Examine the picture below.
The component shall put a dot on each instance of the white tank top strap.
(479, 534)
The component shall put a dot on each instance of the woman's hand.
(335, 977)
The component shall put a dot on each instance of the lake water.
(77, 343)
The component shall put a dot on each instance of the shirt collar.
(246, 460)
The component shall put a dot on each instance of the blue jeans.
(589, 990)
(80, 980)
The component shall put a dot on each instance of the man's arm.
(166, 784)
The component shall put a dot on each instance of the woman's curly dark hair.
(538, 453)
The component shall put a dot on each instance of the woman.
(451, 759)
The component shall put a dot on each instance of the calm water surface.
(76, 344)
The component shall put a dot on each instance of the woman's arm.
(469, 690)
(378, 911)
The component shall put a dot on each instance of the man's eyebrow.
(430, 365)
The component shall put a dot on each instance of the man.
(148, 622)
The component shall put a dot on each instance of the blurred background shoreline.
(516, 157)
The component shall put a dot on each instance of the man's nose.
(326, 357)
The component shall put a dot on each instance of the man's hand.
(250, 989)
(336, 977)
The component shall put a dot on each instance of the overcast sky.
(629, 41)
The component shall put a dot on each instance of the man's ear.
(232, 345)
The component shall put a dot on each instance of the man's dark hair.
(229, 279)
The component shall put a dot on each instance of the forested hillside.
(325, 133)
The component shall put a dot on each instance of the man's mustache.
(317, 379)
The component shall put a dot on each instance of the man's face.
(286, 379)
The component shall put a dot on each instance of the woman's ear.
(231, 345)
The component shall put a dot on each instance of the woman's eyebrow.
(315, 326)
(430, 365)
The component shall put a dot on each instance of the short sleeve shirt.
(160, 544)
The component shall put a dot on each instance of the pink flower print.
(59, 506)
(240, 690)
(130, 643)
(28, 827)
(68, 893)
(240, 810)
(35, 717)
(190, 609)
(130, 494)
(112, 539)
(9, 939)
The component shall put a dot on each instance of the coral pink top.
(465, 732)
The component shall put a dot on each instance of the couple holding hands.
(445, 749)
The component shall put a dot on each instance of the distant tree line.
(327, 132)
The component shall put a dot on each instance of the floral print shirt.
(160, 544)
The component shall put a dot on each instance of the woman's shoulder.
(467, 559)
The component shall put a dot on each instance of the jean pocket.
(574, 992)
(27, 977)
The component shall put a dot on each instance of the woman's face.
.....
[Work to be completed]: Format the whole listing above as a numbered list, leaving out any blank lines.

[Completed task]:
1. Examine the picture below.
2. The component shall put a dot on each instance of the white tank top strap.
3. (479, 534)
4. The component shall put a dot on each instance of the woman's hand.
5. (335, 977)
6. The component shall put a dot on each instance of the lake water.
7. (77, 343)
8. The component shall put a dot on each instance of the shirt collar.
9. (246, 460)
10. The component shall put a dot on each instance of the blue jeans.
11. (589, 990)
12. (80, 980)
13. The component shall put a dot on each instance of the man's arm.
14. (166, 784)
15. The component shall put a dot on each instance of the woman's curly dark hair.
16. (538, 453)
17. The component shall put a dot on each instance of the woman.
18. (451, 759)
19. The component shall put a dot on each instance of the calm water surface.
20. (76, 344)
21. The component shall put a dot on each instance of the woman's arm.
22. (469, 690)
23. (378, 911)
24. The component shall put a dot on each instance of the man's eyebrow.
25. (430, 365)
26. The component shall put a dot on each instance of the man.
27. (148, 622)
28. The component shall put a dot on each instance of the blurred background shoreline.
29. (516, 157)
30. The component shall put a dot on each instance of the man's nose.
31. (326, 357)
32. The component shall put a dot on each instance of the man's hand.
33. (250, 989)
34. (336, 977)
35. The component shall put a dot on each instance of the overcast sky.
36. (629, 41)
37. The component shall put a dot on each instance of the man's ear.
38. (232, 345)
39. The component shall put a dot on each instance of the man's dark hair.
40. (229, 279)
41. The component shall put a dot on each instance of the forested hillside.
42. (325, 133)
43. The component shall put a dot on each instance of the man's mustache.
44. (317, 379)
45. The component shall put a dot on each instance of the man's face.
46. (286, 379)
47. The component shall put a dot on each instance of the woman's ear.
48. (231, 345)
49. The component shall put a dot on each instance of the woman's eyebrow.
50. (315, 326)
51. (430, 365)
52. The component shall put a dot on each instance of the short sleeve shirt.
53. (160, 544)
54. The component shall put a dot on each instance of the pink flower print.
55. (59, 506)
56. (240, 690)
57. (130, 643)
58. (28, 827)
59. (68, 893)
60. (240, 810)
61. (35, 717)
62. (190, 609)
63. (130, 494)
64. (112, 539)
65. (9, 939)
66. The component shall put a dot on each instance of the coral pink top.
67. (465, 732)
68. The component shall put a dot on each instance of the couple holding hands.
69. (445, 749)
70. The component shall put a dot on each instance of the distant tree line.
71. (327, 132)
72. The component shall put a dot on each instance of the floral print shirt.
73. (160, 544)
74. The component shall put a dot on each instance of the woman's shoulder.
75. (467, 559)
76. The component shall put a dot on each instance of the jean pocket.
77. (574, 992)
78. (27, 977)
79. The component shall put a dot on each instance of the woman's face.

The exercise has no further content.